Reproduce every line of the material below, requests included, and scale each point coordinate in the answers by 1.7, rounding to whole numbers with halves rounded up. Leave the numbers in the requests and their format samples unchanged.

-- Begin --

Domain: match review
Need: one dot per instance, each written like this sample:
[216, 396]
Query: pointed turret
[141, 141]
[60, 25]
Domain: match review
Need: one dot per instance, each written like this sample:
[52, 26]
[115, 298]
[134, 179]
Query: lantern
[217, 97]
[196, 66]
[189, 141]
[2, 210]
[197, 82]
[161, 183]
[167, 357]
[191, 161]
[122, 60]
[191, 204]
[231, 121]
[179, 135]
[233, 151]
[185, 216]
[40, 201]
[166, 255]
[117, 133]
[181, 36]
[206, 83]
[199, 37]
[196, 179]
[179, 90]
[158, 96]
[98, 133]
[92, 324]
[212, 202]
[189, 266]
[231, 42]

-- End --

*Completed exercise*.
Domain: match review
Need: one dot per instance, each written like this sample:
[216, 396]
Query: pointed turret
[240, 240]
[102, 43]
Domain: match review
Need: one dot per instance, each written like this sample:
[52, 26]
[115, 298]
[134, 179]
Query: lantern
[369, 165]
[333, 112]
[321, 240]
[3, 357]
[335, 139]
[274, 311]
[284, 607]
[325, 274]
[207, 102]
[325, 347]
[393, 206]
[304, 230]
[396, 257]
[315, 367]
[68, 342]
[282, 434]
[199, 226]
[308, 61]
[350, 141]
[338, 63]
[333, 304]
[304, 153]
[269, 163]
[167, 226]
[156, 551]
[360, 343]
[321, 452]
[393, 71]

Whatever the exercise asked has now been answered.